##### Extrait de page #####

Le lapin sauvage pourrait également jouer un rôle comparable de réservoir primaire vis-à-vis de MAP. Des études dans l’est de l’Ecosse, où la paratuberculose est endémique, ont identifié des taux de lapins infectés allant de 20 % à plus de 60 %. La contamination par ingestion d’herbe souillée par des matières fécales de bovins excréteurs est probable. Néanmoins, différentes voies de transmission entre lagomorphes sont démontrées. Si la voie de transmission horizontale féco-orale semble la plus fréquente, l’isolement de mycobactéries au niveau du placenta, du fœtus et du lait suggère également une voie de transmission verticale. Les animaux restent asymptomatiques vis-à-vis de la maladie, mais présentent des lésions histopathologiques (intestin grêle, ganglions mésentériques et foie) et sont fortement excréteurs(2). Des études expérimentales ont par ailleurs confirmé la transmission interspécifique entre lapins et bovins. Une forte densité de lapins infectés sur une pâture peut ainsi constituer une source supplémentaire de contamination.

D’autres espèces excrètent MAP et, sans être des réservoirs primaires (capables de maintenir la maladie), pourraient jouer un rôle dans sa dissémination. Chez le lièvre, les petits rongeurs et les oiseaux, il s’agirait d’une transmission passive, mais qui pourrait contribuer à contaminer les aliments du bétail. Chez le renard et l’hermine, la mise en évidence de MAP dans les ganglions mésentériques, associée à des lésions histo-pathologiques discrètes, plaide plutôt en faveur d’une infection vraie. Cependant, ces animaux semblent être des culs-de-sac épidémiologiques de la maladie et ils excrètent peu MAP. En Grande-Bretagne, des taux de prévalence supérieurs à 80 % ont néanmoins été relevés chez le renard.

#####

Travail demandé: Reprenez le passage sur le rôle de la faune sauvage dans la paratuberculose et poursuivez-le après sa dernière phrase, celle sur la prévalence chez le renard en Grande-Bretagne.

##### Informations #####

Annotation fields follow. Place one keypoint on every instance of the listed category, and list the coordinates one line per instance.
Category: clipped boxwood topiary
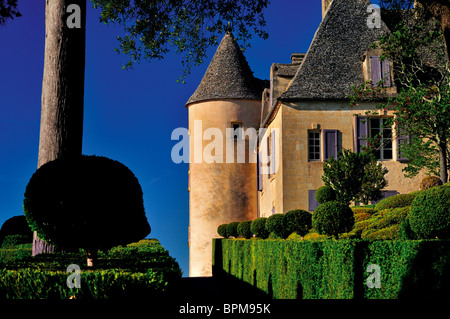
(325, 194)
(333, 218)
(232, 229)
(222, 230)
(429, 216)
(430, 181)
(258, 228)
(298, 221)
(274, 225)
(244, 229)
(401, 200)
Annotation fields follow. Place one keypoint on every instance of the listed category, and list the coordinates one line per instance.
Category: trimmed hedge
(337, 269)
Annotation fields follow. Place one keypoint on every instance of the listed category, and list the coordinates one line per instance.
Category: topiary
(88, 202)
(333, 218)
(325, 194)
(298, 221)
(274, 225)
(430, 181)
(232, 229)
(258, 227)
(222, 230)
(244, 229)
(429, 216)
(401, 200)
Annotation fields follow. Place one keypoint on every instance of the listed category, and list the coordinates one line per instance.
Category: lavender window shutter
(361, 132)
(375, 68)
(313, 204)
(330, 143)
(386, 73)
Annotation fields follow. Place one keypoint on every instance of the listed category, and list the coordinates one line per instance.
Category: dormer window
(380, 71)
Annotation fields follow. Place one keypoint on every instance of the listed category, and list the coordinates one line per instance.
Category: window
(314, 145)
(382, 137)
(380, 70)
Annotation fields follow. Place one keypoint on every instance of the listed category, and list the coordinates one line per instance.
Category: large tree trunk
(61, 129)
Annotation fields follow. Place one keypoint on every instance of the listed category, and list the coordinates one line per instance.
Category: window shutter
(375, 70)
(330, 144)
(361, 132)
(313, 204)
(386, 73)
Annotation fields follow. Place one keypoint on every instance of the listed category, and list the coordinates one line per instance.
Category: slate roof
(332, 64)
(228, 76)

#####

Réponse:
L’implication des acteurs de terrain est fondamentale pour la surveillance passive

Ce rôle de la faune sauvage dans l’épidémiologie de la paratuberculose doit être relativisé par rapport à l’importance de la contamination à l’intérieur du troupeau par un bovin excréteur. En revanche, dans un contexte d’éradication de la maladie ou lorsqu’une ferme indemne est située à proximité d’une ferme infectée, ce facteur n’est pas négligeable. La surveillance active est délicate à mettre en place en faune sauvage, et l’implication des acteurs de terrain (chasseurs, agents forestiers) reste alors fondamentale pour une bonne surveillance passive. En ce qui concerne le contrôle, vu la complexité de la gestion sanitaire de la paratuberculose en élevage, celle du cycle sylvatique ne peut viser qu’à une diminution de la prévalence chez les cervidés. Cela passe par une gestion adéquate de leurs populations (souvent trop denses) avec, idéalement, un abattage des animaux malades excréteurs(3). La mycobactérie pouvant survivre plusieurs mois dans le milieu extérieur(4), la contamination sur les aires de nourrissage, où les animaux se rassemblent, peut également être limitée en favorisant des aires spécifiquement aménagées, annuellement désinfectées et disposant les aliments en hauteur.

  • (1) www.faunesauvage.be.

  • (2) Quatre millions d’unités formant colonie (UFC)/g de fèces.

  • (3) Cet abattage sanitaire est prévu en Belgique par un arrêté gouvernemental.

  • (4) En l’absence de forts écarts de température, auxquels elle est sensible.

CONFÉRENCIÈRE

Annick Linden, professeur au département des maladies infectieuses et parasitaires et au département santé et pathologie de la faune sauvage de la faculté de médecine vétérinaire de Liège, responsable du Réseau de surveillance sanitaire de la faune sauvage.

Article rédigé d’après la conférence « Rôle du réservoir sauvage dans l’épidémiologie de la paratuberculose », présentée lors du colloque sur la paratuberculose des ruminants organisé à l’ENVA le 10 juin 2010.